> [Task instructions] Two lines in the data below mark the range: the one with "Task: output the" and the one with "positive clicks: (32, 106) (36, 102)". Return both, along with every line between them, exactly.

Collected data entries:
______________________________

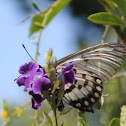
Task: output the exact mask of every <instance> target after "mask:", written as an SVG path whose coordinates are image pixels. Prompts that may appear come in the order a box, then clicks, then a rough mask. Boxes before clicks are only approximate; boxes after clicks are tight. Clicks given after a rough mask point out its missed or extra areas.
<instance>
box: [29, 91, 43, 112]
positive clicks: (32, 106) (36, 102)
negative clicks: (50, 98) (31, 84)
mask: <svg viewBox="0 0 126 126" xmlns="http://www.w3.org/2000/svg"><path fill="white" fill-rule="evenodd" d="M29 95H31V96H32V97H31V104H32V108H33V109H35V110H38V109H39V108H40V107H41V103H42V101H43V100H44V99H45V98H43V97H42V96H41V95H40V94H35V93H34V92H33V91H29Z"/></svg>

______________________________

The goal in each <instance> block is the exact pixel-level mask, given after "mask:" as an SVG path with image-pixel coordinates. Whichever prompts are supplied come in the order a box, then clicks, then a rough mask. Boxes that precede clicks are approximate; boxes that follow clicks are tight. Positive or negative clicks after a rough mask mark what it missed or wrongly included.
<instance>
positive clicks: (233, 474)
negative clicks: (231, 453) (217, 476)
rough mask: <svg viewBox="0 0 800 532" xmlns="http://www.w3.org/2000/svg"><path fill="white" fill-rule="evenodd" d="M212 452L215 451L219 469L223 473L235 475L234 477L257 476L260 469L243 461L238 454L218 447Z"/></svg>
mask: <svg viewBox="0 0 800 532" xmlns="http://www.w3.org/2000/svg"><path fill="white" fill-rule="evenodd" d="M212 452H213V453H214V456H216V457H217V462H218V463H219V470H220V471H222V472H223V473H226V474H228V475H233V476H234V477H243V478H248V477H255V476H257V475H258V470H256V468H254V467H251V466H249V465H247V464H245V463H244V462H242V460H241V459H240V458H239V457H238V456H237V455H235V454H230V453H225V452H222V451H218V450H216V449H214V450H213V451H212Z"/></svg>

______________________________

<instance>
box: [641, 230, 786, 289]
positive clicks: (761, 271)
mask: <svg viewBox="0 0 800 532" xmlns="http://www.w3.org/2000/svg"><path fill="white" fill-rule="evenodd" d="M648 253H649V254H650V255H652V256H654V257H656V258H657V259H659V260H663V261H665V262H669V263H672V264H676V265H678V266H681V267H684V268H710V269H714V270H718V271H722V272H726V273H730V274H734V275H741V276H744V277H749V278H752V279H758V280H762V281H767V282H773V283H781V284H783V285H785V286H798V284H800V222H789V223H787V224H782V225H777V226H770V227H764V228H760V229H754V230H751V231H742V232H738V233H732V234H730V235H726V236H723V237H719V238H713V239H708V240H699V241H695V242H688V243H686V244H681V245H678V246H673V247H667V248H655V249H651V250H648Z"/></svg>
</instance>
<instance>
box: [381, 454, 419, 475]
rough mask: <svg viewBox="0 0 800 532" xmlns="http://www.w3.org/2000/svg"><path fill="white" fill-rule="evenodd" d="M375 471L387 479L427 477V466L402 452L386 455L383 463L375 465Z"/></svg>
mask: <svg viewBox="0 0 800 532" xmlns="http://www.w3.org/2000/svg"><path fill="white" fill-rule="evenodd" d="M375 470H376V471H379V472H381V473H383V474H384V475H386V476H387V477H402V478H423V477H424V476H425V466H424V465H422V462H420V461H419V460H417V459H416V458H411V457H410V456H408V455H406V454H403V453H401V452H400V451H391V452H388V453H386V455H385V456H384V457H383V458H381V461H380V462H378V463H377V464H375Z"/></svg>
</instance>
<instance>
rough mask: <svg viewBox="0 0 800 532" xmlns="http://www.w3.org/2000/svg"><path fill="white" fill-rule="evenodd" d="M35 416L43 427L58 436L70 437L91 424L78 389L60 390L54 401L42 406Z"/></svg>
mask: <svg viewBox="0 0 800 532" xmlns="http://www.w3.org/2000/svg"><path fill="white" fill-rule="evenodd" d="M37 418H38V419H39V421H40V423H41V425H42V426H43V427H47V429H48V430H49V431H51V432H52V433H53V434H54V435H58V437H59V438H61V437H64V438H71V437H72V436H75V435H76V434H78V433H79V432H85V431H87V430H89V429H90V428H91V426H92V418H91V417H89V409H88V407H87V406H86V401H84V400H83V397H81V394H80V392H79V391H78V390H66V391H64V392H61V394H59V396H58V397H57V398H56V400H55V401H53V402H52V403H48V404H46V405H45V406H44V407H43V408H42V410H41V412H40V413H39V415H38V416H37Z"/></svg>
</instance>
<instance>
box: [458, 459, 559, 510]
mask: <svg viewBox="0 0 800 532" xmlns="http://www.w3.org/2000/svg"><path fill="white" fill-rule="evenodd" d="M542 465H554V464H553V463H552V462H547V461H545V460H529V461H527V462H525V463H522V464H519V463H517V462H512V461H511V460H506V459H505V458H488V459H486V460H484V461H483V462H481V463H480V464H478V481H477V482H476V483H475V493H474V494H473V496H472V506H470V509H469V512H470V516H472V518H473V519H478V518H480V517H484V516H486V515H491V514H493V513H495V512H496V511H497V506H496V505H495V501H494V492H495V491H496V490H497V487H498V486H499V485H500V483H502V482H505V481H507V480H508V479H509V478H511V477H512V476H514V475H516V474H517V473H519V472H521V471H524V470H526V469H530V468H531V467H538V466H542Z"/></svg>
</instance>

______________________________

> [Solved problem]
Task: output the exact mask of every <instance> target after "mask:", written as an SVG path whose coordinates are image pixels. Prompts that may appear come in the order a box, then clicks, then a rough mask. Boxes before clicks are only approximate; boxes after clicks are tight. Clicks given after a rough mask point out its missed or extra areas.
<instance>
box: [29, 91, 43, 112]
positive clicks: (32, 106) (36, 102)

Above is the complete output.